WHAT THE TASK ASKS
Copy the records word for word, beginning at the line that contains "Target: hood of locomotive" and stopping after the line that contains "Target: locomotive headlight".

SUPPLIED RECORDS
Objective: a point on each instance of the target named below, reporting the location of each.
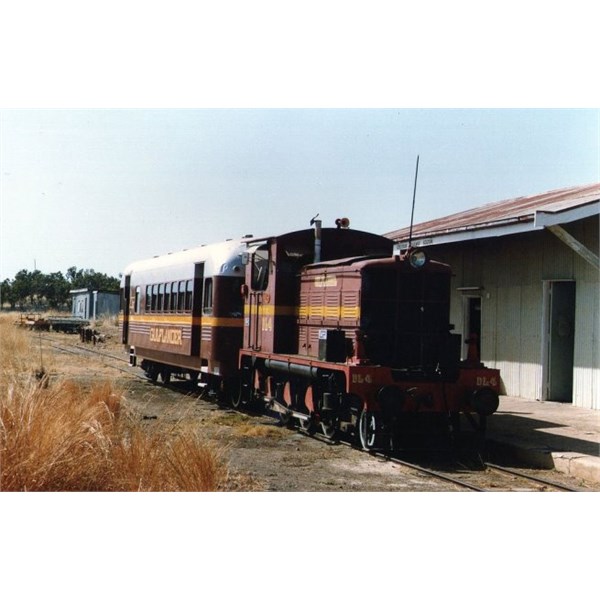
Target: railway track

==

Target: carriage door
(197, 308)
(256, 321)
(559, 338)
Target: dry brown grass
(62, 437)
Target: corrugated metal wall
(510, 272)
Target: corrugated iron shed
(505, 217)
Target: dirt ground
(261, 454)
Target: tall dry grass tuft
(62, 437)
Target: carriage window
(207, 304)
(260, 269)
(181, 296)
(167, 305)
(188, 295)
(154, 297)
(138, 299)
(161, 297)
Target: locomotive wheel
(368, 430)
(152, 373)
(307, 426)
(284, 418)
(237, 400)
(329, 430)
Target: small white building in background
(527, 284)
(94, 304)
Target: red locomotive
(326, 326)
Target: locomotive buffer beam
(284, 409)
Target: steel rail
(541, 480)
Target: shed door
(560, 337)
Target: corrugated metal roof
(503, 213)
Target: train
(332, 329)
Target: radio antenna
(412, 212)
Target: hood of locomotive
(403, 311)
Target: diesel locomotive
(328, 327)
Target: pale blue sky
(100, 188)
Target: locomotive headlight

TASK SOLUTION
Target: hood of locomotive
(403, 311)
Target: diesel locomotive
(328, 327)
Target: pale blue sky
(100, 188)
Target: locomotive headlight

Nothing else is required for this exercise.